▶ Eingabe:
..............................

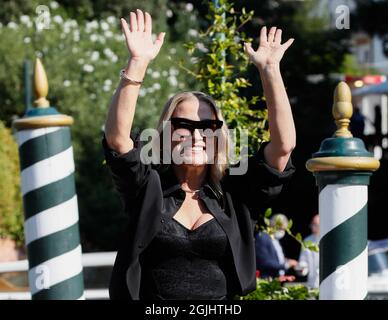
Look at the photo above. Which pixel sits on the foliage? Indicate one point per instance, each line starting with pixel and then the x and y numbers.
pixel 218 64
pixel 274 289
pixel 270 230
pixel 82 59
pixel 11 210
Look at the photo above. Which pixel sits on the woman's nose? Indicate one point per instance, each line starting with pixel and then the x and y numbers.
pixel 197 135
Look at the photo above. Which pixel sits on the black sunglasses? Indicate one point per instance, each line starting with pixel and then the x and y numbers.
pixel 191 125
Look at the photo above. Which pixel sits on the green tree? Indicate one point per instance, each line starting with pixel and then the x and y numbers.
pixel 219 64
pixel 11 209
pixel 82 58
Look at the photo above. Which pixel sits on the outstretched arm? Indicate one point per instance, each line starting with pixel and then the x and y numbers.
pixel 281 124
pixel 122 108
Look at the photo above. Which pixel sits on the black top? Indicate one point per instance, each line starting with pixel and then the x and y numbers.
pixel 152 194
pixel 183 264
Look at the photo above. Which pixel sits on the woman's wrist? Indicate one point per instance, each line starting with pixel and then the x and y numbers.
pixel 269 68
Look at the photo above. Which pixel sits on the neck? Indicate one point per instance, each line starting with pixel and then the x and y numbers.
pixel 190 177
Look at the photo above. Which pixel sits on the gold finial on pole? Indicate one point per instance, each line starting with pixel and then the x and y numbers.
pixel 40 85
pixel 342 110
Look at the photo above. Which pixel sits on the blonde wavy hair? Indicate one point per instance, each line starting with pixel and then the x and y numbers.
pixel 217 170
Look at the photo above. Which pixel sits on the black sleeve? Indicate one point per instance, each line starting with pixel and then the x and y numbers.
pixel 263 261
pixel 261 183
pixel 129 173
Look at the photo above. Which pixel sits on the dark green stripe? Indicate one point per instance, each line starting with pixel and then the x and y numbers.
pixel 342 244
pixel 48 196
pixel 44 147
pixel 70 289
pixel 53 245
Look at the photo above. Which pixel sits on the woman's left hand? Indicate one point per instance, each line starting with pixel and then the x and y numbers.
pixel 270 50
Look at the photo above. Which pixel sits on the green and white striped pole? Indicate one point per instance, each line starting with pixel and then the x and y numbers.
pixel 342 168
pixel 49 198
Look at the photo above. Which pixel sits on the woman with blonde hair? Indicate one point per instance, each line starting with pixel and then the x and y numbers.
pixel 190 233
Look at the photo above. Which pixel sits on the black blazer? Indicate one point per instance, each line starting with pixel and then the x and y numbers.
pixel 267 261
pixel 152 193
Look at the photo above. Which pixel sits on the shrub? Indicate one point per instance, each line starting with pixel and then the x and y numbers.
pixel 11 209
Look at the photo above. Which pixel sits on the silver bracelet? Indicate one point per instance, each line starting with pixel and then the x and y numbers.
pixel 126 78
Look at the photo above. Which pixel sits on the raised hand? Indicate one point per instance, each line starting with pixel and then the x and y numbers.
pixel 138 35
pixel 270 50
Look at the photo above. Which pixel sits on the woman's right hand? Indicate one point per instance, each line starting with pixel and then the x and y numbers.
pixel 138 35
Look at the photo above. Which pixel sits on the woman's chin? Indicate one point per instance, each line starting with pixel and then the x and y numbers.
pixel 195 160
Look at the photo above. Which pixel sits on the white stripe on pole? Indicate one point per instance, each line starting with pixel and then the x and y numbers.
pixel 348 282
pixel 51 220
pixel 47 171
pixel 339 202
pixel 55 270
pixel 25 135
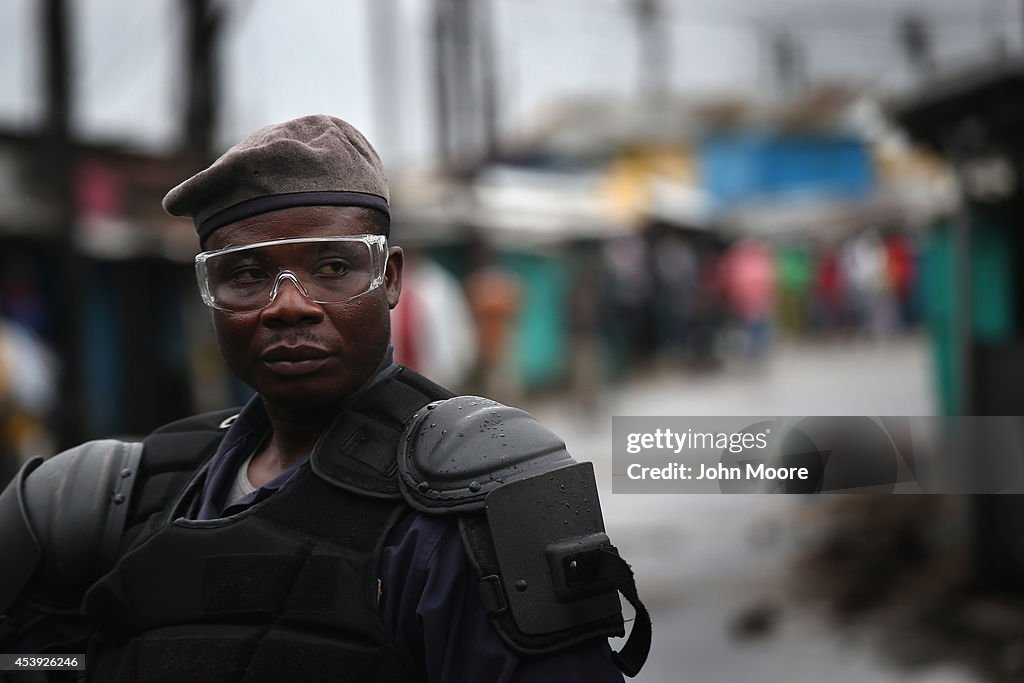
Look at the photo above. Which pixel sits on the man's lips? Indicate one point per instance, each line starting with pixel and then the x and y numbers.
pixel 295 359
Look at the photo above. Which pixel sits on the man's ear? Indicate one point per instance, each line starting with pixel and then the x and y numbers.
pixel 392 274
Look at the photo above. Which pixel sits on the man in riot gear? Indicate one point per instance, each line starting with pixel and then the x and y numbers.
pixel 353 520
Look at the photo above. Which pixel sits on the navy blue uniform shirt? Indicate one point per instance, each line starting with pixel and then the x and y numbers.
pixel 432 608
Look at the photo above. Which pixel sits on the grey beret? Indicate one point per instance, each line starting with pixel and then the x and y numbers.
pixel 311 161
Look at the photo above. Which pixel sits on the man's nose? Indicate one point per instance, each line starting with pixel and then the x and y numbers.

..............................

▶ Aufgabe: Schreib die Zeilen vom Anfang bis einschließlich der Zeile mit „pixel 183 264" wortgetreu ab. Die Bilder lässt du in der Antwort weg.

▶ Antwort:
Look at the photo above. Which pixel sits on the foliage? Indicate one point per instance, each line starting with pixel and then the x and y numbers.
pixel 218 64
pixel 274 289
pixel 270 230
pixel 82 59
pixel 11 210
Look at the photo above. Which pixel sits on the woman's nose? Indicate one point per instance, each line starting with pixel and then the x and y numbers.
pixel 197 135
Look at the photo above. Which pixel sits on the black sunglasses? Indicate one point per instance, each line starting with pixel and then the x and y numbers.
pixel 191 125
Look at the photo above. Which pixel sits on the green tree? Indicate one point per instance, each line starting with pixel and then the x and y numbers.
pixel 219 64
pixel 11 209
pixel 82 58
Look at the photo above. Which pixel sits on the outstretched arm? Indicate one point per instance, each line starting with pixel and then the x and y numbers.
pixel 281 124
pixel 122 108
Look at the photo above. Which pixel sits on the black top? Indicate one point per instance, each line starting with pixel and then the x and y numbers.
pixel 152 194
pixel 183 264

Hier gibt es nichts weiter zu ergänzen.